Referring expression data:
»»

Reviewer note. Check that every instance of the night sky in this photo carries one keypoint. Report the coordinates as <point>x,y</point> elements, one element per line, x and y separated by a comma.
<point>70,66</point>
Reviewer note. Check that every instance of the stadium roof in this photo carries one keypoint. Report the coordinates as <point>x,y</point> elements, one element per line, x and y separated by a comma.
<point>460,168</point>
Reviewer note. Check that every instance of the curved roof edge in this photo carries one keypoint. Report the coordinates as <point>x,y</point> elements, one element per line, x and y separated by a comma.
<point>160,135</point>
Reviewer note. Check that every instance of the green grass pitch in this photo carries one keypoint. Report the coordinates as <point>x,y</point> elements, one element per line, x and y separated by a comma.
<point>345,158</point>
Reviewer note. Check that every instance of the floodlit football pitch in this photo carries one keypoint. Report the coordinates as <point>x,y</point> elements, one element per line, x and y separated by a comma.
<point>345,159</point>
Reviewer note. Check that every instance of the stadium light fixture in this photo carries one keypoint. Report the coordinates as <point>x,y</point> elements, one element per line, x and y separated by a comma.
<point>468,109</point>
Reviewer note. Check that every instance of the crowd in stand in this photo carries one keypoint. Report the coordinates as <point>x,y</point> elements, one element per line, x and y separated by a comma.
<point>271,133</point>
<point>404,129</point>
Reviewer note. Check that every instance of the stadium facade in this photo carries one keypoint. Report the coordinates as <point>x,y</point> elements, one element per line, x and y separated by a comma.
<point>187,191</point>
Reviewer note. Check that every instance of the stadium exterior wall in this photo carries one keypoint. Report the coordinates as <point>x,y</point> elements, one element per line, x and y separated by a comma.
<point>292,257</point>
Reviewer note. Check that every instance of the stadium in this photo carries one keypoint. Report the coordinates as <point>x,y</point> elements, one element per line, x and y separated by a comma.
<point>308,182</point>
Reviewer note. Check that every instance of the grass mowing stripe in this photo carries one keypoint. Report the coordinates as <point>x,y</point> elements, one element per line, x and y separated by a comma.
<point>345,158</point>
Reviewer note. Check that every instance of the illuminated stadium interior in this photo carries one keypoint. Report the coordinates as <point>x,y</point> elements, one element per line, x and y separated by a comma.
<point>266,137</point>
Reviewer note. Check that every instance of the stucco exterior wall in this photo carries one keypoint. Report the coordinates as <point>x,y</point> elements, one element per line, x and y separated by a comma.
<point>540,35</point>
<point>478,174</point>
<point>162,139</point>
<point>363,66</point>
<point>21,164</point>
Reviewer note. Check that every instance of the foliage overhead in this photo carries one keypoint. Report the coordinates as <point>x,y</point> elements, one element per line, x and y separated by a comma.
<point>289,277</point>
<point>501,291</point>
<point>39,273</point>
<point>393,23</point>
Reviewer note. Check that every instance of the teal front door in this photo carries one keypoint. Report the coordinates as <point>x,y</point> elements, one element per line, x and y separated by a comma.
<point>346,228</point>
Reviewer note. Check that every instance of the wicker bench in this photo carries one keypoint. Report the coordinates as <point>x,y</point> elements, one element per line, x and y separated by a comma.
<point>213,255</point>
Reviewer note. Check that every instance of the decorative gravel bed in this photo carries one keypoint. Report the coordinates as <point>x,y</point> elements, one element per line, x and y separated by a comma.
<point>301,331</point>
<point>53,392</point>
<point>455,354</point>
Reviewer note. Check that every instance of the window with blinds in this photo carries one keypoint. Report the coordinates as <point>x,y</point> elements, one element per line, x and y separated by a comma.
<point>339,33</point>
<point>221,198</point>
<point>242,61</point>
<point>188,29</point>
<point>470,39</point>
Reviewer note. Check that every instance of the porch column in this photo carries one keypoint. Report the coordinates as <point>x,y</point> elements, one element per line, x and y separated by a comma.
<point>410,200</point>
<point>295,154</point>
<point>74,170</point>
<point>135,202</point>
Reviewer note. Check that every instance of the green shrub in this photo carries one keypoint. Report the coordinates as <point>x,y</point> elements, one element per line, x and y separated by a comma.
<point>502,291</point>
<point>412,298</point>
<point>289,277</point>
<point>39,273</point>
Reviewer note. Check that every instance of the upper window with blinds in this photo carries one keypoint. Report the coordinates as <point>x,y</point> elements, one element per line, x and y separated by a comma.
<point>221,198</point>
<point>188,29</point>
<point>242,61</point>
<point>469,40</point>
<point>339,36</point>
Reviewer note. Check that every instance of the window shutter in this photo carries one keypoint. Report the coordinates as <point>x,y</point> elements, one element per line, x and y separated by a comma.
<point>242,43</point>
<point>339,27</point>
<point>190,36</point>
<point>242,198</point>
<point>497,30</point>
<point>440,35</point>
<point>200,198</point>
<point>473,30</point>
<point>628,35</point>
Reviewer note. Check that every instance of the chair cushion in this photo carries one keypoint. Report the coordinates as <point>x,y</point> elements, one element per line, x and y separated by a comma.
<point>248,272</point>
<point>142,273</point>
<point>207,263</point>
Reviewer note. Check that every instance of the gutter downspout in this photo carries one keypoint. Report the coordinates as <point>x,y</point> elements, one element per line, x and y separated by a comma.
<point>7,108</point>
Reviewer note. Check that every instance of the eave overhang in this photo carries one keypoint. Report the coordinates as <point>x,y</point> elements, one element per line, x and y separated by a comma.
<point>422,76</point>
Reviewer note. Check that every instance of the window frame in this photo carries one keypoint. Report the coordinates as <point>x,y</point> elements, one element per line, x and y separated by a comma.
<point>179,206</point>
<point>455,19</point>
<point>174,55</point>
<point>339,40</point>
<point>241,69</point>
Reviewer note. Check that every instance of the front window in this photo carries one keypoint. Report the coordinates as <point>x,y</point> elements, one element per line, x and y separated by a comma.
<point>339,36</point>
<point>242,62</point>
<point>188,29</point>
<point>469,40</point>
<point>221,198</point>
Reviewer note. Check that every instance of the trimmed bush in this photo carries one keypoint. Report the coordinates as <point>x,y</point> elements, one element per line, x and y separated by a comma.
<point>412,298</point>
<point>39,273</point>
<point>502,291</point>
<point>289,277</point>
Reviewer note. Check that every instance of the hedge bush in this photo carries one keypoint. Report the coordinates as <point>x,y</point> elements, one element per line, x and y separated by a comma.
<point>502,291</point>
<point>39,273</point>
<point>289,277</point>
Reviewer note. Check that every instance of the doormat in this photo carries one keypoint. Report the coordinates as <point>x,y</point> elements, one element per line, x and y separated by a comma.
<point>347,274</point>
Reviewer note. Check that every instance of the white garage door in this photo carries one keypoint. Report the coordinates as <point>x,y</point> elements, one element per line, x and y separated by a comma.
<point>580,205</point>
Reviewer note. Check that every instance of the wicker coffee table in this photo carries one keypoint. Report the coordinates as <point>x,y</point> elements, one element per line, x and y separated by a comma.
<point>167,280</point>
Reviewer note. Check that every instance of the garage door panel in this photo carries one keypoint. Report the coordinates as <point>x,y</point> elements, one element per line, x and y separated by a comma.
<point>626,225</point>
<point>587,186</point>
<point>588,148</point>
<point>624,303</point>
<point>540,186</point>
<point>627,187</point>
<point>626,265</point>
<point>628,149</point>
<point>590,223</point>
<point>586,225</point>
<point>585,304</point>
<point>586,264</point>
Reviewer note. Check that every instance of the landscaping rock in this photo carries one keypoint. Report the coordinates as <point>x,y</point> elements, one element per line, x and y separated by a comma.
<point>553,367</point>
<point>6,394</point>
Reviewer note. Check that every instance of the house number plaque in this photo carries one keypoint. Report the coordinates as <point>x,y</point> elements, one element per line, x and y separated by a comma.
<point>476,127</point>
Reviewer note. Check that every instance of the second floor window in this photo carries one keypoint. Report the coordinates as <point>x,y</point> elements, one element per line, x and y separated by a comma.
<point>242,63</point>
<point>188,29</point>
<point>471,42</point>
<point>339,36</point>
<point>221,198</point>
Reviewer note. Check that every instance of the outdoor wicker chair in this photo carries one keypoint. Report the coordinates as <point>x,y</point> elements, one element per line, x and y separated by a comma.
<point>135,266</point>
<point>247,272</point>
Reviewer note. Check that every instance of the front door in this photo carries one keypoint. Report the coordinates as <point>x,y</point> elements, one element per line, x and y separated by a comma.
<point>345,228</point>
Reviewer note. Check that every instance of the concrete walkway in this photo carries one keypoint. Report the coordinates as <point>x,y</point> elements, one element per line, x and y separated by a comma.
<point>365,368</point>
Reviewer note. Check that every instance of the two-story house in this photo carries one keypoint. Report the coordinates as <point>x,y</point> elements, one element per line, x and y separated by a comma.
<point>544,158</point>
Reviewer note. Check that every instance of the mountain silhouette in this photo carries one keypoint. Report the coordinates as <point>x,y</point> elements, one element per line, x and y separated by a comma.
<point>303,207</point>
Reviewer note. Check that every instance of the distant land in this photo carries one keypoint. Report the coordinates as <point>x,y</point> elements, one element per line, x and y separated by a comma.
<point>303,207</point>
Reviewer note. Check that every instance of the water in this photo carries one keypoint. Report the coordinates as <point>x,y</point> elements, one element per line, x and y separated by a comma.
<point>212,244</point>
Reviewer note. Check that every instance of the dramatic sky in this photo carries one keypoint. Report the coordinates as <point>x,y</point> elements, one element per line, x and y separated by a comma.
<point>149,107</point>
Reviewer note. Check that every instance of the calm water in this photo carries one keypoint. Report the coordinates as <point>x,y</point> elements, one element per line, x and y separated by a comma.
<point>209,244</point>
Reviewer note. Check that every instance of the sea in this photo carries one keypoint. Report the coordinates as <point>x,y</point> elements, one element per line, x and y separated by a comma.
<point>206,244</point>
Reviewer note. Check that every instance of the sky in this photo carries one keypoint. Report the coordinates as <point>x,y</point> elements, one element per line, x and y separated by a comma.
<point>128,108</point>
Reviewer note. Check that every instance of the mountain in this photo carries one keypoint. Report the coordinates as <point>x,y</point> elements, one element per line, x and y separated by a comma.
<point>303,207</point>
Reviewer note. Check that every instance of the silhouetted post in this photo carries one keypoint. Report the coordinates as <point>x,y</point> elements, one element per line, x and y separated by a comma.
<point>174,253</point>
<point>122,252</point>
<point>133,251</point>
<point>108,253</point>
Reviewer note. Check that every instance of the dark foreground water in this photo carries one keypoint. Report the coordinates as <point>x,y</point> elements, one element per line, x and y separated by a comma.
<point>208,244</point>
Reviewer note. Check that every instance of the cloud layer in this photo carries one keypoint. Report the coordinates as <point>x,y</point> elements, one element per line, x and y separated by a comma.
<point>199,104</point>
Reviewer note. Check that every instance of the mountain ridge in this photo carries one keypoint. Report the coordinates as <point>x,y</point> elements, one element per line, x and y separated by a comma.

««

Goal of the exercise: Only a word-for-word repetition of the lines from the one containing "Reviewer note. Check that every instance of the mountain in" to the final line of the data above counts as the answer.

Output for this exercise:
Reviewer note. Check that every instance of the mountain in this photo carries one keypoint. Report the coordinates as <point>x,y</point> elements, one element per line, x and y separated by a comma.
<point>303,207</point>
Reviewer note. Check that every instance of the silhouetted post in this photo carries one keypoint. Report the coordinates as <point>x,y</point> elements, one element per line, x and y separated by a comma.
<point>174,253</point>
<point>122,252</point>
<point>133,251</point>
<point>108,253</point>
Reviewer note. Check that every instance of the dark foreground water in this photo carries one keypoint. Report the coordinates as <point>x,y</point> elements, one element per line, x and y separated by a comma.
<point>208,244</point>
Reviewer note. Check that every instance of the cloud layer in this photo carries one keypoint. Report the coordinates as <point>x,y</point> elements, one element per line, x and y separated by a comma.
<point>199,104</point>
Reviewer note. Check that every instance of the mountain ridge in this photo carries one keypoint. Report the coordinates as <point>x,y</point> elements, one element per line, x and y separated by a comma.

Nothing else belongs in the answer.